YOUR GOAL:
Reproduce the entries verbatim, beginning with the line that contains "Would you please locate the outstretched" and continuing through the line that contains "Query: man's nose", with both of those lines included.

DATA SUPPLIED:
○ ○ ○ ○

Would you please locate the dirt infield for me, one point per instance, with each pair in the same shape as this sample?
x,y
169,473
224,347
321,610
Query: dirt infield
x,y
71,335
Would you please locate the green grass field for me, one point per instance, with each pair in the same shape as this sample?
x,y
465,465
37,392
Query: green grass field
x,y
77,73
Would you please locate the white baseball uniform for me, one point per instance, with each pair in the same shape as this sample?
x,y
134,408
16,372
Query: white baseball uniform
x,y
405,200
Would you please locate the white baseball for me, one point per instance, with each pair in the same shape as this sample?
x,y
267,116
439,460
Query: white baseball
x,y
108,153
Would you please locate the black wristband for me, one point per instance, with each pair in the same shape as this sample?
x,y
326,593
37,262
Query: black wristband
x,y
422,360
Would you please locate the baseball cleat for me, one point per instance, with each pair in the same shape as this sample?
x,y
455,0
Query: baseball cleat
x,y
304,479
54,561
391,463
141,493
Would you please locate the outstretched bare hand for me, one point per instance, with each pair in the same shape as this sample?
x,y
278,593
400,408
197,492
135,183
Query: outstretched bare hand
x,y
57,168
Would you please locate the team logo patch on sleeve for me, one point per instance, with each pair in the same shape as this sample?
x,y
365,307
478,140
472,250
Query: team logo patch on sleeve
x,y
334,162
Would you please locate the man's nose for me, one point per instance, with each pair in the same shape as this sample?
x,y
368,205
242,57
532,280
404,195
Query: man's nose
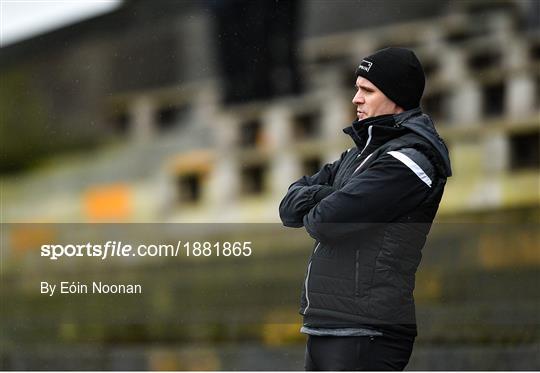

○ ○ ○ ○

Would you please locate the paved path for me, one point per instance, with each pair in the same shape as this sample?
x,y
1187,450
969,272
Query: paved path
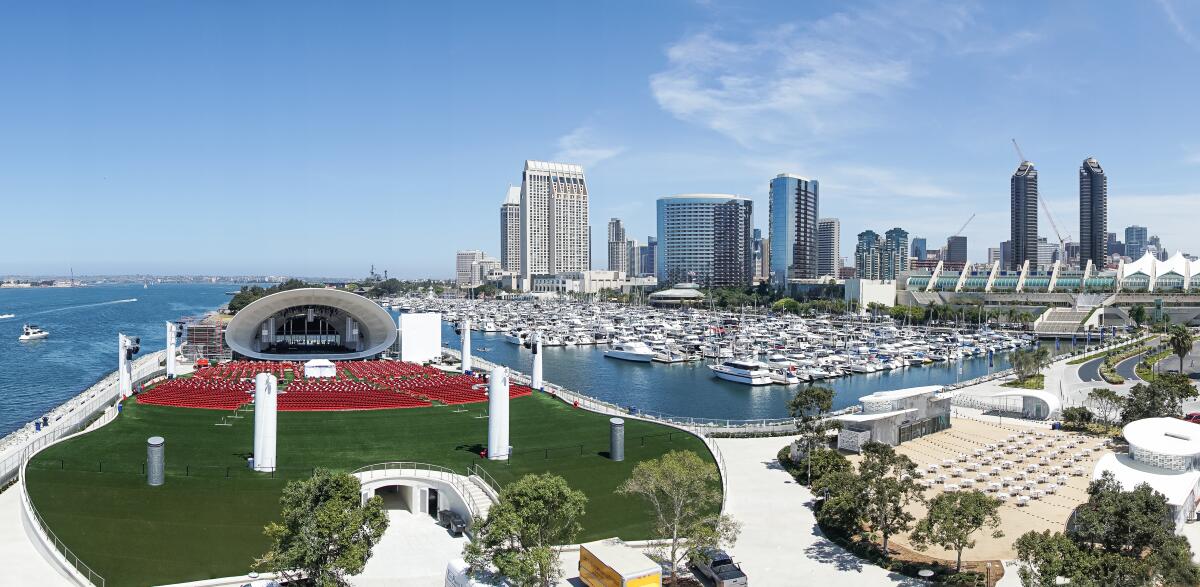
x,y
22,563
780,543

○ ○ ○ ○

OUTPUT:
Would you please locate the outstretched bare hand for me, one point per instance, with each pair in the same shape as this sample?
x,y
278,593
400,408
197,492
135,183
Query: outstretched bare hand
x,y
57,168
Would you please locate the team logo patch on sleeve for me, one point per instance, with each pair in the same shape as this sample?
x,y
365,307
478,140
472,250
Query: team logo patch on sleeve
x,y
334,162
Would you please locate the man's nose for me, one point per instance, with each pair in the same shape as this sample?
x,y
368,205
242,57
532,280
404,195
Query: man's nose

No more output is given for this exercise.